Baris Data —
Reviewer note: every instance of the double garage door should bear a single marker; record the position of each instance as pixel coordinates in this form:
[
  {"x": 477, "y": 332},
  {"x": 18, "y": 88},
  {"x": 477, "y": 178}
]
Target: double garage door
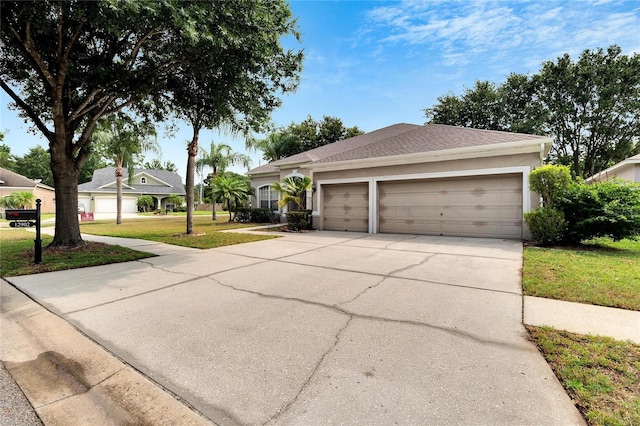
[{"x": 478, "y": 206}]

Tugas — Salin ulang semua catatan di atas sama persis, tapi jangan ikutkan gambarnya.

Hasil —
Reviewer note: every instance of the double garage door should bear a single marker; record the position of each instance as pixel coordinates in this form:
[
  {"x": 477, "y": 332},
  {"x": 18, "y": 88},
  {"x": 477, "y": 178}
]
Target: double garage door
[{"x": 478, "y": 206}]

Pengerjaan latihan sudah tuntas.